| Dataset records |
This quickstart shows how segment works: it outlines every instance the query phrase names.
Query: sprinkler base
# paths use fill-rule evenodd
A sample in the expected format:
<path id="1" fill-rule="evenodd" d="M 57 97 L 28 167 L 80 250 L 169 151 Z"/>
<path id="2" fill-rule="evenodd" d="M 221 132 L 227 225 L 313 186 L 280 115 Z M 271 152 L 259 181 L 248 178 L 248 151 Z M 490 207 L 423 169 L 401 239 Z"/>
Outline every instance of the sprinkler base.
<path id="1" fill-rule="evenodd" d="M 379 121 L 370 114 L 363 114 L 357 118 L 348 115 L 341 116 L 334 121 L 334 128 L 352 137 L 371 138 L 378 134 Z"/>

| TASK OBJECTIVE |
Turn all of the data above into a numbered list, with each line as its own item and any blank lines left out.

| FINISHED ANSWER |
1. This quickstart shows how segment works: it outlines every instance the query phrase names.
2. Query: sprinkler base
3. # paths use fill-rule evenodd
4. A sample in the expected format:
5. <path id="1" fill-rule="evenodd" d="M 57 97 L 28 167 L 80 250 L 169 151 Z"/>
6. <path id="2" fill-rule="evenodd" d="M 221 132 L 227 225 L 313 186 L 280 115 Z M 271 152 L 259 181 L 248 178 L 248 151 Z M 490 207 L 423 169 L 401 239 Z"/>
7. Outline every instance of the sprinkler base.
8. <path id="1" fill-rule="evenodd" d="M 379 121 L 370 114 L 363 114 L 357 118 L 348 115 L 341 116 L 334 121 L 334 128 L 352 137 L 371 138 L 378 134 Z"/>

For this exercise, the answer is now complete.